**Prompt**: Please copy out the items from the start up to and including the line with "x=221, y=911", with the requests and their format samples left unchanged. Shift each coordinate in the answers by adding 111 to every number.

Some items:
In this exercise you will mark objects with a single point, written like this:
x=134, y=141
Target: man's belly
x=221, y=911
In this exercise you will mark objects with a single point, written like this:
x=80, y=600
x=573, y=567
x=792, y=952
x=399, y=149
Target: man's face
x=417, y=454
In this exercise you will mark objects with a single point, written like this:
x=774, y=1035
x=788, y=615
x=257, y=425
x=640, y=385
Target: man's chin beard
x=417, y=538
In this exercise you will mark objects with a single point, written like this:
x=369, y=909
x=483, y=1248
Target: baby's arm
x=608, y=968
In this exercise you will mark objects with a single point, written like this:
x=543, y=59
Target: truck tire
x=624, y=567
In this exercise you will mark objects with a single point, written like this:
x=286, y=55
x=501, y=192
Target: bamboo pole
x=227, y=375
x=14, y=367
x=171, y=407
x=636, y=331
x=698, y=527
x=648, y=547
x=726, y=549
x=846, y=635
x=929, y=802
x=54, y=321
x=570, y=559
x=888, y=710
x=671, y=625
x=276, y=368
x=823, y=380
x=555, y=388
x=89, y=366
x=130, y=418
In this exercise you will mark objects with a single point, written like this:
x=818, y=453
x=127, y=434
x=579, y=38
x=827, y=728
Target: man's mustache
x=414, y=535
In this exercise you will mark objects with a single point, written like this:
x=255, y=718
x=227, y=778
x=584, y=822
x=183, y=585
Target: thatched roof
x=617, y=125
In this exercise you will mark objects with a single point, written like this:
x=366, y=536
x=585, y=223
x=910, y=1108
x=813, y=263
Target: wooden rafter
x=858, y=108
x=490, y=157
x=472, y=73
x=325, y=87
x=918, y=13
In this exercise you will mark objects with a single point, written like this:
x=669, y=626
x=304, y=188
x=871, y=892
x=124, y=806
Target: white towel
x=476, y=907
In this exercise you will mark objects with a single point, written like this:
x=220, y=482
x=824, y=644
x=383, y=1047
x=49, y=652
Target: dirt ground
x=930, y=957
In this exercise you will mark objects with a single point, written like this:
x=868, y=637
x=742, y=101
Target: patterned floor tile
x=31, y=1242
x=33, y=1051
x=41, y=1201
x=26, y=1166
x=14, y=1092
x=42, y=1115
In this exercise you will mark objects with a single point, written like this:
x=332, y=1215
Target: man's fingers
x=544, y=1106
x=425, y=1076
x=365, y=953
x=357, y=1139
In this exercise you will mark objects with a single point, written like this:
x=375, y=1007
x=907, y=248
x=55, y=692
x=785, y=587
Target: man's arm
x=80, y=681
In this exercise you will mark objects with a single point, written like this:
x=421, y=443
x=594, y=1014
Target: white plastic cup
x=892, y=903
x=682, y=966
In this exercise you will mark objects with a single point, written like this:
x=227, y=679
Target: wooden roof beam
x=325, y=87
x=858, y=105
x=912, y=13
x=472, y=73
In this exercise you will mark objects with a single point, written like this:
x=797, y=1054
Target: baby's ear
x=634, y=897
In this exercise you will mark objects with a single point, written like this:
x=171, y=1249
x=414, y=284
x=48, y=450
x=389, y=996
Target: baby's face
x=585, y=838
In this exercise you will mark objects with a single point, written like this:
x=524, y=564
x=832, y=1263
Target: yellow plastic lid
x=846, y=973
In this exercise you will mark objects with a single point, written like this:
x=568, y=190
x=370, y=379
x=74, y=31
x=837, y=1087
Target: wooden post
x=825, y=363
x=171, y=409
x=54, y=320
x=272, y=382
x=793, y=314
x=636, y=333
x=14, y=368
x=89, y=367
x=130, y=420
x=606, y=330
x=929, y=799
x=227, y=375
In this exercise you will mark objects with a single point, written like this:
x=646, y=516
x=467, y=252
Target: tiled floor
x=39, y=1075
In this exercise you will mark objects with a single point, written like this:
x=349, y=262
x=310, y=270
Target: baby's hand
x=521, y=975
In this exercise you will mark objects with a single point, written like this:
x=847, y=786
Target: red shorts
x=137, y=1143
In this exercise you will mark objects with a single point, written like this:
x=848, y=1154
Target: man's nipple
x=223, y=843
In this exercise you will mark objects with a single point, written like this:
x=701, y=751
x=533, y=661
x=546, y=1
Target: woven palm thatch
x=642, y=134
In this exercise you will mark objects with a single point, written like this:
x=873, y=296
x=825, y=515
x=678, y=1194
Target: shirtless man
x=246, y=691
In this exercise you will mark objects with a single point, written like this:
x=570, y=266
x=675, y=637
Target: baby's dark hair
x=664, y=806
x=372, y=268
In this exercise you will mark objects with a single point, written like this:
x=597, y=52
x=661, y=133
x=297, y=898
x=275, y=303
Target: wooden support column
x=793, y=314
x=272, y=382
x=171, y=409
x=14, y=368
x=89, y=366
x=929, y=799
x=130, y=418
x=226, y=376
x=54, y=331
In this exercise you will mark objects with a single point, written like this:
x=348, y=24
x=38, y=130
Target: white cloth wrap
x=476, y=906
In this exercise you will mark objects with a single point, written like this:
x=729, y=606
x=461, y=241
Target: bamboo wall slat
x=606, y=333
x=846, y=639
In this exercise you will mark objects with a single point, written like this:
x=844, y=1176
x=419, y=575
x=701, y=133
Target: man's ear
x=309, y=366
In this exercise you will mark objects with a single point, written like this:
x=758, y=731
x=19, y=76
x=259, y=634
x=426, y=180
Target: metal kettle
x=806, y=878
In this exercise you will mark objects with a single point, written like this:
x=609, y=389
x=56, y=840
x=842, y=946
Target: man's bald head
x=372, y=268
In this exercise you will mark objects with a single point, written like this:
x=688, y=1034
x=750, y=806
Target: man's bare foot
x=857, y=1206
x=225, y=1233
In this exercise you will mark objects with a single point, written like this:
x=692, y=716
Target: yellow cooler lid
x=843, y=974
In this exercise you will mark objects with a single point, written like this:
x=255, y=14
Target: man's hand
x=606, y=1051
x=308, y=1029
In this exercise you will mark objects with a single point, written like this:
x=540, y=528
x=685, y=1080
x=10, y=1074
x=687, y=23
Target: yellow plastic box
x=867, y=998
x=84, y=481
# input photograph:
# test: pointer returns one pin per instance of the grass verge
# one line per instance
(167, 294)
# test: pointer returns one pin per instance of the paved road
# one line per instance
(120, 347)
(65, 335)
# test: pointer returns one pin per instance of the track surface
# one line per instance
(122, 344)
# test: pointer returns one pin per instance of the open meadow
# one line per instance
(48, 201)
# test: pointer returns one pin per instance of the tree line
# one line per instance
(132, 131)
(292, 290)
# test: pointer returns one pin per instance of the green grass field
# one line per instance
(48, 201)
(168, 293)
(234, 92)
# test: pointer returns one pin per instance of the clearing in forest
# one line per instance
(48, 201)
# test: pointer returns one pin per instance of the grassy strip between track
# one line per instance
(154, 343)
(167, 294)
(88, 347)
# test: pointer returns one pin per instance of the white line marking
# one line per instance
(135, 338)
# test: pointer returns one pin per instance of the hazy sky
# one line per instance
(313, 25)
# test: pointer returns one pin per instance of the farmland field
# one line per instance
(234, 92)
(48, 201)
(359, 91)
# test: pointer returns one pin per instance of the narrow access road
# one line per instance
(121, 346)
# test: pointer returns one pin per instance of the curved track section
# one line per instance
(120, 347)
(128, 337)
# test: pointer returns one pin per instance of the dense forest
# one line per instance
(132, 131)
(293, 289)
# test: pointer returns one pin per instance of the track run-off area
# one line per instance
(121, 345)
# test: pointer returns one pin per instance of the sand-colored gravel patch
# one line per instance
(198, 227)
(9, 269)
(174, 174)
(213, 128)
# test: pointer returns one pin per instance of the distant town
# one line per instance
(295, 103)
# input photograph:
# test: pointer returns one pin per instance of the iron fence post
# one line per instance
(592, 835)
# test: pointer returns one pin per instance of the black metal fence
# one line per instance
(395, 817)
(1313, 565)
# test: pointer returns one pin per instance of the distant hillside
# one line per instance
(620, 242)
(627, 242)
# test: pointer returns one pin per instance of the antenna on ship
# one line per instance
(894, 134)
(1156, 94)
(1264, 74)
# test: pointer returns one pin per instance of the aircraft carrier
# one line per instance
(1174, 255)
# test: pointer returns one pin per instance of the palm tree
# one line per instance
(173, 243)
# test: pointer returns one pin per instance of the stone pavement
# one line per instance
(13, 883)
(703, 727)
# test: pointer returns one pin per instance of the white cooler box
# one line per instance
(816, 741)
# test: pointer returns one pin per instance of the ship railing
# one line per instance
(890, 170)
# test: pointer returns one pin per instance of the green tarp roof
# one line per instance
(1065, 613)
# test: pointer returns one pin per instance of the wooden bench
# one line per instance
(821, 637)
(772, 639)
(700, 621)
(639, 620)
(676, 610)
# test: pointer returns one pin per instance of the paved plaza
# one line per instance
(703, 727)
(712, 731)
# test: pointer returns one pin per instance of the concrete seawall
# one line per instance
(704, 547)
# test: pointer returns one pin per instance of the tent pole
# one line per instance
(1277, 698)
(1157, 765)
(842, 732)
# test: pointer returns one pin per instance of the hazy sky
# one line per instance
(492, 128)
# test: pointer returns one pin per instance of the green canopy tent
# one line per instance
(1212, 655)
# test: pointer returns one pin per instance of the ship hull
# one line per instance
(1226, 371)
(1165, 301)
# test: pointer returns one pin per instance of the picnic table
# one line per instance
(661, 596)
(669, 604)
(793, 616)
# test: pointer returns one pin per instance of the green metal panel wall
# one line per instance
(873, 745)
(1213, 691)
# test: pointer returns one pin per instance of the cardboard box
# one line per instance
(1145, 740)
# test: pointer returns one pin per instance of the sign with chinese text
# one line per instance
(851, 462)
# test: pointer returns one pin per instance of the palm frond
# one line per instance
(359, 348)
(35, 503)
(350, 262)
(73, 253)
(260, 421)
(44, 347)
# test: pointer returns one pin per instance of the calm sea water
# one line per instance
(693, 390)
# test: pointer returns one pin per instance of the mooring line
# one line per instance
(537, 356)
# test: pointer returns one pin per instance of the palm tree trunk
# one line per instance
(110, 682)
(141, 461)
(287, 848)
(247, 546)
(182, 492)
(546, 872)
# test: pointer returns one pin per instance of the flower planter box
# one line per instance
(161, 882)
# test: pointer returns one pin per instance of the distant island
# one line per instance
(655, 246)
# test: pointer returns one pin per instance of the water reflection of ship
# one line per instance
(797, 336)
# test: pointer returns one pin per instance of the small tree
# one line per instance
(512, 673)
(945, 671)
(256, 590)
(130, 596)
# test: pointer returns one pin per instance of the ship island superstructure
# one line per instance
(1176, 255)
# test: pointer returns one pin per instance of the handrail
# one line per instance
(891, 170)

**Reply to the exercise**:
In this exercise you will mark objects with a single point, written like this:
x=134, y=141
Target: man's belly
x=332, y=1022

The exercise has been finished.